▸ **EXERCISE INSTRUCTIONS**: Extract each line of the listing below verbatim, leaving the pictures out of your answer.

▸ **RECORDED INFORMATION**:
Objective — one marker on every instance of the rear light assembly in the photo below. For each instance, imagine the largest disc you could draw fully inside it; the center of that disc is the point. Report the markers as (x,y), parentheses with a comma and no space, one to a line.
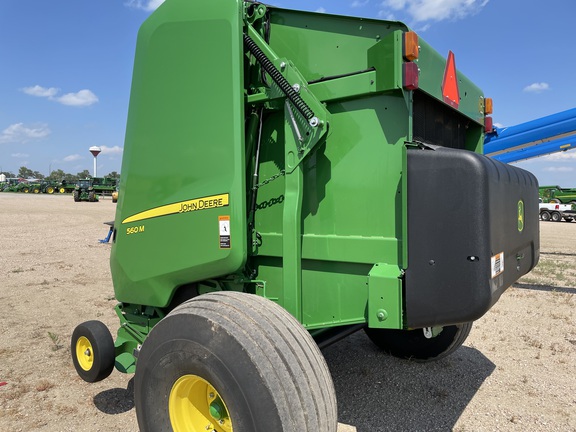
(410,74)
(410,52)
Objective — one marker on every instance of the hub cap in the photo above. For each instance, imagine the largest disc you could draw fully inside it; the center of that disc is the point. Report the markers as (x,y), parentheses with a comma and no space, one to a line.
(196,406)
(84,353)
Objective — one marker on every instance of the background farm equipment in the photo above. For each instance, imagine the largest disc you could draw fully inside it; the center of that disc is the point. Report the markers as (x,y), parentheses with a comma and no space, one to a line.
(84,191)
(556,194)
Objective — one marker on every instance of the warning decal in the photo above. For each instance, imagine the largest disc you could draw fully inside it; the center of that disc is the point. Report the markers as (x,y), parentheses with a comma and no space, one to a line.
(497,263)
(224,228)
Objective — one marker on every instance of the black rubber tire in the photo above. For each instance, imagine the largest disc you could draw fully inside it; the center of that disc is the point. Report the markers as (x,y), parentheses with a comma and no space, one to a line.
(103,352)
(263,363)
(413,345)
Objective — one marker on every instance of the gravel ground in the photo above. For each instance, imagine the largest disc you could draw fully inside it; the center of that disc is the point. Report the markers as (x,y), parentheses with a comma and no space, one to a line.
(514,373)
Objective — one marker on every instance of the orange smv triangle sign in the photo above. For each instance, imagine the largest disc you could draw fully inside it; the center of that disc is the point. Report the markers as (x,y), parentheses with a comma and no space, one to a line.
(450,83)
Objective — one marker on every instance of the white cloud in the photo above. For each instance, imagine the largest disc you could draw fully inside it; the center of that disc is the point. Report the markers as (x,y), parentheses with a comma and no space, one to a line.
(563,155)
(559,169)
(41,91)
(434,10)
(81,98)
(147,5)
(395,4)
(19,133)
(111,150)
(537,87)
(73,158)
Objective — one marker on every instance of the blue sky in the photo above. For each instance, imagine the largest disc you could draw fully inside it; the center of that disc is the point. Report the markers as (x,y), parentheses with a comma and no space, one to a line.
(66,65)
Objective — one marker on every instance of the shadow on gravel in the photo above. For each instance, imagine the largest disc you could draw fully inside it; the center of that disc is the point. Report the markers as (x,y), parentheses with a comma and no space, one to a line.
(377,392)
(547,288)
(117,400)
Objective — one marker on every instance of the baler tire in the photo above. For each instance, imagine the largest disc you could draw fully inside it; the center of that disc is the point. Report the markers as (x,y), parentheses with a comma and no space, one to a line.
(242,349)
(413,345)
(92,349)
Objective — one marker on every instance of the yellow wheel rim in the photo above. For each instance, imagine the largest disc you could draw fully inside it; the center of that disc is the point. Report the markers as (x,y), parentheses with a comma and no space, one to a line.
(84,353)
(196,406)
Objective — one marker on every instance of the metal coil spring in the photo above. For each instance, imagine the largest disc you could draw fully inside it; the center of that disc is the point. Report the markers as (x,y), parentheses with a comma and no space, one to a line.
(278,78)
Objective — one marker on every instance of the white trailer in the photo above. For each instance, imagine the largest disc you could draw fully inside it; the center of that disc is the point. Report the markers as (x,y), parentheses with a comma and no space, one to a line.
(557,212)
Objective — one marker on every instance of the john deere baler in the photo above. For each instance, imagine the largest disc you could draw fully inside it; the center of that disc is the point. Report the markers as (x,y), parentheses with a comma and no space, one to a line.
(288,178)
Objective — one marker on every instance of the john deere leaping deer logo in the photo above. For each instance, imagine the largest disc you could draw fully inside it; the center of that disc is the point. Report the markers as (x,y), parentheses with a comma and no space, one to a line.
(520,215)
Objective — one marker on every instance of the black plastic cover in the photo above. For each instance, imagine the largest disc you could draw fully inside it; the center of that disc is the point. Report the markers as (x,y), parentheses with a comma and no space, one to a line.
(465,212)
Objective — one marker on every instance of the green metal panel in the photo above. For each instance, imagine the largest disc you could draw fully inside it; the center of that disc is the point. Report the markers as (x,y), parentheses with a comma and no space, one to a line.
(183,165)
(385,297)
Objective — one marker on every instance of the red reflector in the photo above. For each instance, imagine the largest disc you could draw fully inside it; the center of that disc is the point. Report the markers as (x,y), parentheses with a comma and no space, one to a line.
(410,76)
(411,48)
(488,125)
(450,83)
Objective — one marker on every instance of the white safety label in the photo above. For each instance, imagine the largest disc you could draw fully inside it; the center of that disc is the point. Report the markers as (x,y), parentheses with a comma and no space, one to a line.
(497,263)
(224,227)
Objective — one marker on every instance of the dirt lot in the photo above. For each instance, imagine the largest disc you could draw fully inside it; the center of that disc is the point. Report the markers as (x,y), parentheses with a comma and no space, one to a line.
(516,371)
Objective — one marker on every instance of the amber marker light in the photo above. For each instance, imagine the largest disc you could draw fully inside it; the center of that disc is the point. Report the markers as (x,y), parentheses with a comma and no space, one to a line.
(488,107)
(411,49)
(488,125)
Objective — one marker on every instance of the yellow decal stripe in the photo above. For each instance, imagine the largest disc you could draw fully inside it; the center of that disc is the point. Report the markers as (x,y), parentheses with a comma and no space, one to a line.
(213,201)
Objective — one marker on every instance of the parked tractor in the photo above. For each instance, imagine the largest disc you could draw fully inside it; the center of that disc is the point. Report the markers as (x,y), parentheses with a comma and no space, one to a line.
(556,194)
(104,185)
(281,181)
(84,191)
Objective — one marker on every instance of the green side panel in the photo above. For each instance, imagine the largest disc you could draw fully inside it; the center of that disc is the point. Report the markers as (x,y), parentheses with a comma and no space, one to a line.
(385,297)
(432,66)
(183,166)
(324,45)
(352,208)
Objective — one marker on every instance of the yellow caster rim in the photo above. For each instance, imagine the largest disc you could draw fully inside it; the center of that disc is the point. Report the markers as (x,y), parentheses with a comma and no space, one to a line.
(84,353)
(196,406)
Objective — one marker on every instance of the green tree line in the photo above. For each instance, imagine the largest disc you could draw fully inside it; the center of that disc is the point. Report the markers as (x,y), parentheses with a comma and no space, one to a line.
(55,175)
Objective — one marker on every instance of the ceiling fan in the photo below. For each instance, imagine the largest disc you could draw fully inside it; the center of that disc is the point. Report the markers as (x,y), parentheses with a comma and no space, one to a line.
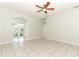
(45,8)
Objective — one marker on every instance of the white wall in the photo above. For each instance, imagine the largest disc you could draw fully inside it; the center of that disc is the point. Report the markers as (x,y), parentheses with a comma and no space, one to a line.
(7,18)
(64,27)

▸ **RESPONSE TO THIS EXERCISE**:
Objective — one marker on every instance of the rear light assembly in the photo below. For each instance, imagine the largest disc you could draw fully inside it; the center of that disc is the point. Report the markers as (x,y), parentheses with a comma and no space, one to a line.
(410,74)
(410,52)
Objective — one marker on every instance of the hub cap in the photo above. For each instance, imagine the largest disc you could draw fully inside it; the center of that disc is the point. Report the markers as (x,y), parentheses with a comma and no space, one to a line.
(196,406)
(84,353)
Objective — one marker on every instance of the background farm equipment in the photo above. For each instance, imagine the largest disc you could draw fully inside it; the center of that disc is the point. Report the markers as (x,y), parentheses with a comma and no space, one to a line.
(84,191)
(556,194)
Objective — one marker on every instance of the warning decal in the photo above. For each instance, imagine the largest disc you could draw fully inside it; the center of that disc is the point. Report the markers as (x,y), parentheses with a comma and no space, one to a line.
(497,263)
(224,228)
Objective — one marker on every instance of the black rubber tire in the photo above. For each instance, imagine the largest disc you could draw fully inside it; the center of that disc is the point. Report the markers as (x,y), parentheses with a comma and no space, one to a line.
(103,352)
(263,363)
(413,345)
Objective — one marker on every instance of the gravel ground in the photo above. For each instance, imagine the largest disc you could draw fully inside it; the center of that disc is the point. Report the markers as (x,y), parentheses with a comma and no space, one to a line.
(514,373)
Objective — one marker on every instance of the orange smv triangle sign in the photo above. For each instance, imagine the largest disc you could draw fully inside it; the center of that disc is the point. Report the markers as (x,y), parentheses with a comma and no space, one to a line.
(450,83)
Objective — one marker on every instance of the white cloud in the photo above. For each instance, imagine the largest disc you could draw fully inside it; the center of that disc is the point. Report the markers as (x,y), parentheses with a comma and no space, one to a line.
(563,155)
(559,169)
(41,91)
(434,10)
(81,98)
(147,5)
(395,4)
(19,133)
(111,150)
(537,87)
(73,158)
Objective — one marker on every instance of the blue sky in the photo above. For each instance, imagine the largest disc you could draw fully inside it; the center of that disc is the point. Report the markers as (x,y), parentheses with a comma and no space, one to a line.
(66,65)
Objective — one marker on every instance of the shadow on gravel in the photo above. For each instance, imagine the largest disc you could draw fully inside it; the center of that disc is the point. Report the markers as (x,y), parentheses with a comma and no space, one to a line.
(377,392)
(547,288)
(117,400)
Objective — one marker on every instance of the baler tire in the photo above. For each instance, imagine the largest disc you could draw fully inside it; the center of that disc is the point. Report the markers as (x,y), parentheses with a comma and no space, one to a line.
(242,349)
(413,345)
(92,349)
Objective — one marker on every instance of the yellow wheel rim in the photo above. For each instance, imagine the largest disc you could draw fully inside it; the center of that disc is the point. Report the markers as (x,y), parentheses with a comma and no space, one to a line.
(84,353)
(196,406)
Objective — one marker on every instance of the metal coil spring in the photo above. For each instance, imagine the largest disc you could draw fully inside it; the center of that disc is the point. Report the markers as (x,y), parentheses with a comma and no space, one to a line.
(278,78)
Objective — one marker on every instance of the white trailer in the photo above. For each instance, imagine the largest disc you could draw fully inside it; the center of that disc is the point. Report the markers as (x,y), parentheses with a comma and no space, one to a line.
(557,212)
Objective — one marker on every instance of the john deere baler in the photo above. For each instance, imagine the largest disc you could draw fully inside it; the center of that disc is the point. Report the markers as (x,y), parentheses with a comma and no space, one to a line.
(288,178)
Objective — one marker on every instance of the john deere leaping deer logo in the photo above. For each instance, imagine the largest disc you could draw fully inside it; the center of that disc is the point. Report the markers as (x,y), parentheses with a comma and no space, one to a line.
(520,215)
Objective — one marker on every instance of the black plastic cover in the photo above. For each instance, imagine the largest disc you could draw fully inside it; the center of that disc is the point. Report the markers as (x,y), parentheses with a comma and no space, one to a line.
(465,212)
Objective — one marker on every instance of the green metal panel in the photo above. For each instance, imagine the largest disc you could draw fully inside it; the center of that disc is the point. Report the markers as (x,y), parentheses with a comma and no space, one to a line.
(183,165)
(385,297)
Objective — one marker on every instance of the red reflector in the photo above. For each instance, imagine the largest disc you could draw fully inside it; the center of that disc is the point. Report the markers as (x,y), parentheses with a comma and no space, one to a line.
(410,76)
(411,48)
(488,125)
(450,83)
Objective — one marker on every instance of the white safety label in the photo above. For each instance, imagine the largest disc you could draw fully inside it; the center of that disc is the point. Report the markers as (x,y), parentheses with a comma and no space, one to a line.
(497,263)
(224,227)
Objective — one marker on every instance of the dirt lot in the photo above. For each instance, imagine the largest disc you could draw fully inside it; the center of that disc is the point. Report the markers as (x,y), parentheses with a comma and no space, one to a line.
(516,371)
Objective — one marker on every instance of the amber marker light in the photo above. For each instance, imagine the largest disc you could draw fully inside it; the center of that disc is the point. Report the markers as (x,y), parentheses with a comma and no space, one to a line.
(488,107)
(411,49)
(488,125)
Objective — one marker on every instance of the yellow decal stripe in the photo above. For each instance, imagine the largest disc you could draw fully inside it; the center of that disc is the point. Report the markers as (x,y), parentheses with a comma and no space, one to a line.
(213,201)
Objective — one marker on every instance of the parked tractor in the photo above. For each instance, imagine the largest disc you could draw fully inside it; the center of that disc is the point. Report the markers as (x,y), parentheses with a comma and no space, one to a line.
(556,194)
(104,185)
(281,181)
(84,191)
Objective — one marker on every instance of the green side panel in the photo above. For each instance, imagine the largest disc you could draw fully inside it; the center of that disc is the point. Report the markers as (x,y), parentheses with a comma and no space, one to a line.
(385,297)
(432,66)
(183,166)
(324,45)
(352,208)
Objective — one marker on every instance of the yellow caster rim in the photo above. For each instance, imagine the largest disc you could draw fully inside it; the center of that disc is the point. Report the markers as (x,y), parentheses with a comma and no space, one to a line.
(84,353)
(196,406)
Objective — one marker on every instance of the green tree line in the photo above. For each instance, imagine the largest disc you could draw fully inside it; the center of that disc is the point. Report the markers as (x,y), parentheses with a comma and no space, one to a line.
(55,175)
Objective — one marker on every instance of the ceiling fan in the photo below. For each instance, imagine the largest disc you could draw fully inside it; the center of that disc is the point. Report the markers as (x,y), parentheses with a comma and no space, one to a line.
(45,8)
Objective — one marker on every instance of the white wall in the photo above. For each instance, imagine the largest disc you could draw fully inside it; the center of that disc is the point. Report the markers as (x,y), parentheses with a comma and no space, one to a line.
(7,18)
(64,27)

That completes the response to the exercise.